▶ [Что сделать]
A: В каком году, согласно отрывку о Кюстине, вышло новое французское издание его книги?
B: Объясните, пожалуйста, опираясь на отрывок о Кюстине, почему он не имел понятия о русской литературе. Ответ дайте в одном–трех предложениях.
C: Извлеките из отрывка о Кюстине точный фрагмент, начиная со слов «Тот текст, который» и заканчивая словами «до петербургских аристократов.» включительно.

--- Выбранный текст ---

Он утверждает, например: «Русский народ безмерно ловок: ведь эта людская раса… оказалась вытолкнута к самому полюсу… Тот, кто сумел бы глубже проникнуть в промыслы Провидения, возможно, пришел бы к выводу, что война со стихиями есть суровое испытание, которому Господь пожелал подвергнуть эту нацию-избранницу, дабы однажды вознести ее над многими иными» (I, 237).
Ксения Мяло раскрывает современное — или хотя бы недавнее — значение кюстиновских «страхов», говоря об издании его книги на английском языке в 1989 году (в 1990-м, кстати сказать, вышло и новое французское ее издание), которому предпосланы следующие «пояснения». Кюстин, мол, «угадал тысячелетие позади и столетие впереди своего времени… Кюстин может излечить нашу политическую близорукость… Его вдохновенный и красноречивый рассказ напоминает нам, что под покрывалом СССР (в 1989 году сей феномен еще существовал. — В. К.) все еще скрывается Россия — наследница Империи Царей». И другое пояснение к тому же изданию 1989 года: «За и под новостями из Советского Союза и за экстазом гласности покоится Вечная Россия… простирается крупнейшая нация на земле, раскинувшаяся на два континента». Кюстин писал полтора с лишним столетия назад: «Нужно приехать в Россию, чтобы воочию увидеть результат этого ужасающего соединения европейского ума и науки с духом Азии…» (I, 221).
Тот текст, который можно составить из восхищенных и потрясенных высказываний Кюстина о России (это был бы иной «дайджест», противостоящий тем, которые изданы колоссальными тиражами), затронет в сущности все стороны и грани ее бытия — от освоенного русскими беспредельного пространства до созданного ими искусства, от крестьян, живущих «во глубине России», до петербургских аристократов.
Правда, поскольку Кюстин не знал русского языка, а переводы на французский были тогда немногочисленными и несовершенными, он не имел понятия об одном из основных творений России — ее литературе; его суждения о Пушкине и Лермонтове, исходящие, в основном, из разного рода «слухов», не представляют сколько-нибудь существенного интереса. Но вот его впечатления от русской церковной музыки:
«Суровость восточного обряда благоприятствует искусству; церковное пение звучит у русских очень просто, но поистине божественно.[189] Мне казалось, что я слышу, как бьются вдали шестьдесят миллионов сердец — живой оркестр, негромко вторящий торжественной песне священнослужителей… Я могу сравнить это пение… только с Miserere,[190] исполняемым в Страстную неделю в Сикстинской капелле в Риме… Любителю искусств стоит приехать в Петербург уже ради одного русского церковного пения… самые сложные мелодии исполняются здесь с глубоким чувством, чудесным мастерством и восхитительной слаженностью» (I, 172).

--- Исходные данные ---

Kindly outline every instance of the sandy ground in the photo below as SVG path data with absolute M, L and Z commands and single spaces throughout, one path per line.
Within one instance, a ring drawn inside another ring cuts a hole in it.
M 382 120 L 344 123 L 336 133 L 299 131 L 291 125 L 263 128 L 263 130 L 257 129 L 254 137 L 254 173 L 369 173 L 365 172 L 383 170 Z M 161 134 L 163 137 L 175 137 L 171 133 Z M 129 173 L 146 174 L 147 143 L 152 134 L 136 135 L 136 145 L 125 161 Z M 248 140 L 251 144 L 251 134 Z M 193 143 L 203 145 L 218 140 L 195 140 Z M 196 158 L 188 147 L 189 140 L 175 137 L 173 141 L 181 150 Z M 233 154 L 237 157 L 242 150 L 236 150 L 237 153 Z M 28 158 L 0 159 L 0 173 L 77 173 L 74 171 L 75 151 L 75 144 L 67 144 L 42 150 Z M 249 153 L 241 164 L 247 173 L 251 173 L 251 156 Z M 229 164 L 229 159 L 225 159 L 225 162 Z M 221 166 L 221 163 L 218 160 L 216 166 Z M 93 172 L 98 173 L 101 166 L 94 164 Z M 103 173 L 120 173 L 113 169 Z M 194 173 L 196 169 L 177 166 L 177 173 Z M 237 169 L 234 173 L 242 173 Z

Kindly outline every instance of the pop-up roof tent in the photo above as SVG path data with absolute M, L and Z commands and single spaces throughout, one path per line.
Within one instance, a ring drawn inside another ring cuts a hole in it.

---

▶ [Решения заданий]
A: В 1990 году.

B: Кюстин не знал русского языка, а переводов на французский тогда было немного, и они были несовершенными. Поэтому его суждения о Пушкине и Лермонтове исходили в основном из разного рода «слухов».

C:
Тот текст, который можно составить из восхищенных и потрясенных высказываний Кюстина о России (это был бы иной «дайджест», противостоящий тем, которые изданы колоссальными тиражами), затронет в сущности все стороны и грани ее бытия — от освоенного русскими беспредельного пространства до созданного ими искусства, от крестьян, живущих «во глубине России», до петербургских аристократов.